» **Passage to read**:
**********
Recently I had a mammogram. Each time I’ve gone through this “routine”, its felt like being squeezed and manipulated within an inch of my life. I felt like dough being pushed through a pasta machine. Quite a picture. It seems to depend on the technician too. Sometimes it’s fine. Other times, well . . . it’s, you know. Afterwards it feels like everyone can TELL where you’ve been.
Holding my breath while being gripped in a vice and standing at an awkward angle, barely touching the floor, isn’t pretty either. I happen to be on the short side. By the time I could breathe again, my lungs were screaming for air. I thought for sure I’d exhaled too soon and messed up the picture. I thought I’d have to do it all over again but it turned out fine.
A friend also had a mammogram recently. She’s what I’d call flat-chested and extremely slim. I happened to be thinking of her being put through the same paces and frankly I wondered how that could be managed.
**********
» **Data under study**:
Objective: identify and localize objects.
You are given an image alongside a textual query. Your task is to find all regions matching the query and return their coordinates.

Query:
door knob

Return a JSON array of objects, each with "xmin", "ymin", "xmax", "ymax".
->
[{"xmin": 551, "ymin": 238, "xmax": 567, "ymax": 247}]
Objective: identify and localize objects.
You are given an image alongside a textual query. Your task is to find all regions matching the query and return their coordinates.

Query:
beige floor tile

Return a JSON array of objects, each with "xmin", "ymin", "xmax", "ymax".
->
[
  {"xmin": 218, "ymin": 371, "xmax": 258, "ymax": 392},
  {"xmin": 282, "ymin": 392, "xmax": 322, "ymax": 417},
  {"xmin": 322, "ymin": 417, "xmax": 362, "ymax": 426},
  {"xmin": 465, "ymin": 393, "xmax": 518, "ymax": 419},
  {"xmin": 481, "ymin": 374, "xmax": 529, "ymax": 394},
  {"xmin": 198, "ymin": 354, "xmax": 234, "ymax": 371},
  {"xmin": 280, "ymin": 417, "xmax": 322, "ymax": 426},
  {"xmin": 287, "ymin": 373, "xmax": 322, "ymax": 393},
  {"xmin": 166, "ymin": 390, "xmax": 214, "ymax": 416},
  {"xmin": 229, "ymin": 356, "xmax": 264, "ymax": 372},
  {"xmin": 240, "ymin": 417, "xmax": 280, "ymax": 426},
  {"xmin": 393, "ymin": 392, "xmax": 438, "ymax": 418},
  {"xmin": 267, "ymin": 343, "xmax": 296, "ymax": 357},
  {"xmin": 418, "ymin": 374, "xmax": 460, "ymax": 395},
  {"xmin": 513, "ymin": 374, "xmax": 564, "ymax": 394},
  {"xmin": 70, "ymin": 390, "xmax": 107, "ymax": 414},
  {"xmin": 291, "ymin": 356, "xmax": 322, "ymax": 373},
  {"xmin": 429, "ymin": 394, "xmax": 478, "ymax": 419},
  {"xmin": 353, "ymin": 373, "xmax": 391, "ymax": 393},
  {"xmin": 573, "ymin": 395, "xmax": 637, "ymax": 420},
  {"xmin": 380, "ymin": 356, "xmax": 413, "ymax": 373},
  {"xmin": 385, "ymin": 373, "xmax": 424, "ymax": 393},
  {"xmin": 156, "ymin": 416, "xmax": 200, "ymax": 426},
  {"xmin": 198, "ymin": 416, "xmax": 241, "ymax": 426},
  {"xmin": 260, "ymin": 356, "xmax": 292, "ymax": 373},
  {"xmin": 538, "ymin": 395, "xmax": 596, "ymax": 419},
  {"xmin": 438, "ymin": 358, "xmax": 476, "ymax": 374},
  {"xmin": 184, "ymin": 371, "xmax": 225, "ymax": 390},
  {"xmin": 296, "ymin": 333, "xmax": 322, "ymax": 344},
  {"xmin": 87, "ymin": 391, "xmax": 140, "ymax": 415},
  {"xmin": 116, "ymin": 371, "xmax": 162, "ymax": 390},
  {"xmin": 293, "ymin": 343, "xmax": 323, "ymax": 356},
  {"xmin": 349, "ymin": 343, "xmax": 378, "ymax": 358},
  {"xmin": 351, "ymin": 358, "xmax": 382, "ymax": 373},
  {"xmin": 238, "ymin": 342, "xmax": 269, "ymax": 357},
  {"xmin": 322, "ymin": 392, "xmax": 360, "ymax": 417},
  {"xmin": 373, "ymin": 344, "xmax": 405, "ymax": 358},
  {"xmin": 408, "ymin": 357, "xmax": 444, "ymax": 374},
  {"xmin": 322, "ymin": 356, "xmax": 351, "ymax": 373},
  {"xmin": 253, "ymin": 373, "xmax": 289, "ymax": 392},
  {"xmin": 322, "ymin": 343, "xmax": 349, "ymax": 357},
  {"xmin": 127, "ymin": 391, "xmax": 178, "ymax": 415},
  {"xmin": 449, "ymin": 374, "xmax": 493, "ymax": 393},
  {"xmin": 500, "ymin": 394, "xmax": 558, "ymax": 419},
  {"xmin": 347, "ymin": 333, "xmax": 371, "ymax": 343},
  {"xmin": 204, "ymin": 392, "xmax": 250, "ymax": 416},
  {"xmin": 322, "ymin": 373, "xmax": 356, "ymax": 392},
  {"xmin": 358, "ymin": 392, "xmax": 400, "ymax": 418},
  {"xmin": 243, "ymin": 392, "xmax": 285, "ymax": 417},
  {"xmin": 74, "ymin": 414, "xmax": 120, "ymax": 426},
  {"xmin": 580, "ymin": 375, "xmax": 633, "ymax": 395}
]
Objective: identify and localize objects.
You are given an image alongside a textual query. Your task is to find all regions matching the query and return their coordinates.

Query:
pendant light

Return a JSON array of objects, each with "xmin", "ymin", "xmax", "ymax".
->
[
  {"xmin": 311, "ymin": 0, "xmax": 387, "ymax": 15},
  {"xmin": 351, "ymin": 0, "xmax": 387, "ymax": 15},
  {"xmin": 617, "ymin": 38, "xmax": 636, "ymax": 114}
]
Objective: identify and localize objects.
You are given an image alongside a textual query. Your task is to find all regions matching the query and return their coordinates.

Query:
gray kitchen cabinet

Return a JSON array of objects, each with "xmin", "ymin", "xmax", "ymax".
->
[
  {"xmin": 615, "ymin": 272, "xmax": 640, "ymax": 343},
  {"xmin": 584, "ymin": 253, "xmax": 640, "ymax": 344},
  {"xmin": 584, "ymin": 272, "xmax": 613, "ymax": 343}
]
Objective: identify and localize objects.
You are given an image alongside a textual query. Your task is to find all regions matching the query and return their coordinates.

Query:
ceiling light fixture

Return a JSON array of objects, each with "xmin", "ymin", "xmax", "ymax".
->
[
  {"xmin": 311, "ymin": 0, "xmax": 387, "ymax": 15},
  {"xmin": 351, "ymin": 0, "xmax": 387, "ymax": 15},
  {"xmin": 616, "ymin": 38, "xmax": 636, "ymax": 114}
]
**********
» **Exercise set**:
a: In the mammogram essay, what does the writer say the procedure made them feel like?
b: Continue the mammogram essay from the point where it stops.

» **Per-task outputs**:
a: Dough being pushed through a pasta machine.

b:
I don’t know what made me ask (out loud) but suddenly it just popped out of my mouth:
“I’m not that well-endowed, but I wonder what happens when you have women who are flat-chested?
“Same thing,” the technician said matter-of-factly.
Huh? How can anyone stretch something that isn’t there and press it between two plates to get a digital picture? I don’t know what I was expecting to hear but her answer made me bite my lip. I felt my friend’s pain.
We know that men can have breast cancer too but they don’t go for mammograms, do they? If they did, um, I bet they would have gentler technicians, warmer hands, climate controlled rooms and some other modus operandi. Isn’t that the way it seems to go?